**Dataset excerpts:**
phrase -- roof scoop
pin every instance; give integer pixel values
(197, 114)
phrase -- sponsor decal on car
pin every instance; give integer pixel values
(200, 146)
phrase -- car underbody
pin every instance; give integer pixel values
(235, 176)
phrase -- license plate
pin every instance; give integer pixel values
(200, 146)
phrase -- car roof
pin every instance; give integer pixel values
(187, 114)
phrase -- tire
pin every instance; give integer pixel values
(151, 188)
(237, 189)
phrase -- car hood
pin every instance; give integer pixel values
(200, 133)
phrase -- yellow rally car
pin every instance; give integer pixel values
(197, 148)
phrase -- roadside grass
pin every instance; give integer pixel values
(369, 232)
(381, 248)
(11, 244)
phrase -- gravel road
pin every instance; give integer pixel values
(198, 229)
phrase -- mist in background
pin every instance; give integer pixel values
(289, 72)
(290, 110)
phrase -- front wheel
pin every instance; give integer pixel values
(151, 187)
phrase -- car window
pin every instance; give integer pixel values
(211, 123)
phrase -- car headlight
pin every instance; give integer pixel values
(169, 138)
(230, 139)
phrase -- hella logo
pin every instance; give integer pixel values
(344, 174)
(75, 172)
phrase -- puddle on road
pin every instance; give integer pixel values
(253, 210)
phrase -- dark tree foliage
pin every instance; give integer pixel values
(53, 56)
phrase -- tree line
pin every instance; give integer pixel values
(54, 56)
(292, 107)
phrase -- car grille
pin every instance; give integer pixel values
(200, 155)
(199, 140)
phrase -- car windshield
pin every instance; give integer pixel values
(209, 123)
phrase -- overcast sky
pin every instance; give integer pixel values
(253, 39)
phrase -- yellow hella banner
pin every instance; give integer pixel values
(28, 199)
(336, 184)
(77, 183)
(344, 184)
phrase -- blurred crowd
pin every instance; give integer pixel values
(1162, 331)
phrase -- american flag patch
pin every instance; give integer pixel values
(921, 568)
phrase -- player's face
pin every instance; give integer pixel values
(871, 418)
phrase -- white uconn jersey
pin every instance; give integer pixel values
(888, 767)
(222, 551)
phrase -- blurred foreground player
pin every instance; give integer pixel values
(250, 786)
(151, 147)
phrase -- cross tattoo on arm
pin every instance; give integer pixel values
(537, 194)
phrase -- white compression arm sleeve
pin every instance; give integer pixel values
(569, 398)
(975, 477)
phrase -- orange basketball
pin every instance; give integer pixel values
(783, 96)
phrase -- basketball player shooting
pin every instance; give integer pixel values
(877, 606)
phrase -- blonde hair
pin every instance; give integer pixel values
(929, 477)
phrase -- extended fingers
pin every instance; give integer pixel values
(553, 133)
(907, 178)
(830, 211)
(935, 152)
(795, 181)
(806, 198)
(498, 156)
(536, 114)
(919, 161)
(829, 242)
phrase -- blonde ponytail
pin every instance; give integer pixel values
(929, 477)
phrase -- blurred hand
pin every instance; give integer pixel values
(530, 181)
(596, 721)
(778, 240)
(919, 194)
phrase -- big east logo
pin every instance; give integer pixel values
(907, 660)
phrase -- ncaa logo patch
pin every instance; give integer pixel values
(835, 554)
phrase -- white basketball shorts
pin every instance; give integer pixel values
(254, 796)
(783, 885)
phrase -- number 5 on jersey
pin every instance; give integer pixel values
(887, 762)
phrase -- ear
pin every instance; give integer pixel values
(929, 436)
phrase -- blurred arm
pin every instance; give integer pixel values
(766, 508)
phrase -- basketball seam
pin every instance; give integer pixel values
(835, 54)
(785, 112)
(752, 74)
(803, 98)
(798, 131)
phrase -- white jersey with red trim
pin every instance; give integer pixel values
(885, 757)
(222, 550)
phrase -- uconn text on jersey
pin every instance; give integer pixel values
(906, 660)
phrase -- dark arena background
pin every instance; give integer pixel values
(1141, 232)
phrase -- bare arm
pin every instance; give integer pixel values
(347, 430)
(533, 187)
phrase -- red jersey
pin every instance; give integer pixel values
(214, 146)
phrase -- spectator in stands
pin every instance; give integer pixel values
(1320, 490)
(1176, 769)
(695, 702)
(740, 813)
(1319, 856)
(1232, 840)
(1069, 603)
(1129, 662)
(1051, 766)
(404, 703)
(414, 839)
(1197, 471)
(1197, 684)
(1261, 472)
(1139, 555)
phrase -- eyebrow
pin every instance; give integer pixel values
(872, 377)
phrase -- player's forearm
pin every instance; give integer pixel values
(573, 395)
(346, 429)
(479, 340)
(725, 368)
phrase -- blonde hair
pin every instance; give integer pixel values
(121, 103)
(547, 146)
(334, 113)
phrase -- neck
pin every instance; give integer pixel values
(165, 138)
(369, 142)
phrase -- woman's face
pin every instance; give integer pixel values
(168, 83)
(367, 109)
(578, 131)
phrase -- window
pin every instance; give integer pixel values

**Set exercise:** Copy out every one of the records above word for word, without changing anything.

**Output of the exercise:**
phrase -- roof scoop
pin every instance; give integer pixel values
(197, 114)
phrase -- sponsor decal on car
pin every instance; give integer pixel values
(200, 146)
phrase -- car underbody
pin every instance; give integer pixel values
(235, 176)
phrase -- license plate
pin every instance; give integer pixel values
(200, 146)
phrase -- car roof
pin every instance; give integer pixel values
(187, 114)
phrase -- tire
pin every instance; give integer pixel values
(151, 188)
(237, 189)
phrase -- car hood
pin every instance; give integer pixel values
(200, 133)
phrase -- yellow rally car
pin every instance; give integer pixel values
(197, 148)
phrase -- roadside grass
pin every instance; give integer pixel values
(369, 232)
(381, 248)
(11, 244)
phrase -- gravel road
pin every instance; give integer pixel values
(198, 229)
phrase -- mist in background
pin every instance; give integer pixel values
(289, 72)
(290, 110)
phrase -- front wheel
pin every instance; give integer pixel values
(151, 187)
phrase -- car window
pin every instance; give integer pixel values
(211, 123)
phrase -- car headlight
pin every instance; give integer pixel values
(169, 138)
(230, 139)
phrase -- hella logo
pin every instance; give integer pixel values
(344, 174)
(75, 172)
phrase -- puddle on road
pin every instance; give integer pixel values
(253, 210)
phrase -- dark tree foliage
pin every instance; give integer pixel values
(53, 56)
phrase -- tree line
pin every instance; give integer pixel values
(54, 56)
(292, 107)
phrase -- car grille
pin every instance; give integer pixel values
(200, 155)
(199, 140)
phrase -- car windshield
pin every instance; give integer pixel values
(209, 123)
phrase -- overcast sky
pin every instance; give integer pixel values
(253, 39)
phrase -- yellow hella banner
pin every instance; give integer pixel values
(28, 199)
(336, 184)
(77, 183)
(344, 184)
phrase -- blurred crowd
pin every instance; give integer pixel values
(1162, 331)
phrase -- american flag patch
pin every instance; give integer pixel values
(921, 568)
phrase -- player's face
pin every instance; give integer pixel values
(871, 418)
phrase -- white uconn jersey
pin every instance; give integer pixel values
(888, 767)
(222, 551)
phrase -- blurred foreground player
pin every instance; give integer pixel values
(250, 786)
(151, 147)
phrase -- cross tattoo on arm
pin every instance; give integer pixel values
(537, 194)
phrase -- white compression arm sleeve
pin every instance; give integer pixel values
(569, 398)
(975, 477)
phrase -- orange basketball
pin every instance; give integer pixel values
(783, 96)
phrase -- basketball player shooting
pin every instance; give integer pixel values
(877, 606)
phrase -- blonde hair
pin every instance; give integer pixel values
(929, 477)
phrase -- extended fingers
pin every instance; give integer pixel values
(553, 133)
(907, 178)
(830, 211)
(935, 152)
(795, 181)
(806, 198)
(498, 156)
(536, 114)
(919, 161)
(829, 242)
phrase -- blonde ponytail
pin every instance; give integer pixel values
(929, 477)
phrase -- blurred hand
pin every instance; give integer pixel values
(530, 181)
(596, 721)
(778, 240)
(919, 194)
phrase -- big east logo
pin every instance; give integer pixel values
(907, 660)
phrase -- ncaa logo patch
pin every instance; give integer pixel values
(835, 554)
phrase -- white basketball shorts
pin every instance; give integer pixel values
(254, 796)
(783, 885)
phrase -- number 5 on jersey
pin every instance; give integer pixel values
(887, 762)
phrase -- ear
pin every instance; give integer pixel values
(929, 436)
phrase -- blurred arm
pin every instance; give integer pixel values
(766, 508)
phrase -- basketball seam
pin every instance; give integer pixel values
(835, 54)
(785, 112)
(752, 74)
(803, 98)
(798, 131)
phrase -- white jersey with red trim
pin every instance; give integer pixel values
(885, 757)
(222, 550)
phrase -- uconn text on jersey
pin every instance; give integer pixel values
(906, 660)
phrase -- dark arena background
pin every instance; give integer pixel values
(1141, 232)
phrase -- bare arm
pin every instance; give integer pixel values
(347, 430)
(533, 187)
phrase -- red jersey
pin every instance; give integer pixel values
(214, 146)
phrase -- spectator in stands
pin every instance; give integer pixel values
(1320, 490)
(1176, 769)
(695, 702)
(740, 813)
(1319, 856)
(1232, 840)
(1069, 603)
(1129, 662)
(1051, 766)
(404, 703)
(414, 839)
(1197, 471)
(1197, 684)
(1261, 472)
(1139, 555)
phrase -- eyebrow
pin every instance; give integer pixel values
(872, 377)
phrase -- player's forearm
pin every instance; give integer pixel values
(573, 395)
(346, 429)
(479, 340)
(725, 368)
phrase -- blonde hair
pin every instance; give integer pixel values
(121, 103)
(547, 146)
(334, 113)
phrase -- neck
pin every instance; give integer pixel values
(165, 138)
(369, 142)
phrase -- woman's face
pin every instance; give integer pixel values
(168, 83)
(367, 109)
(578, 131)
phrase -- window
pin every instance; give integer pixel values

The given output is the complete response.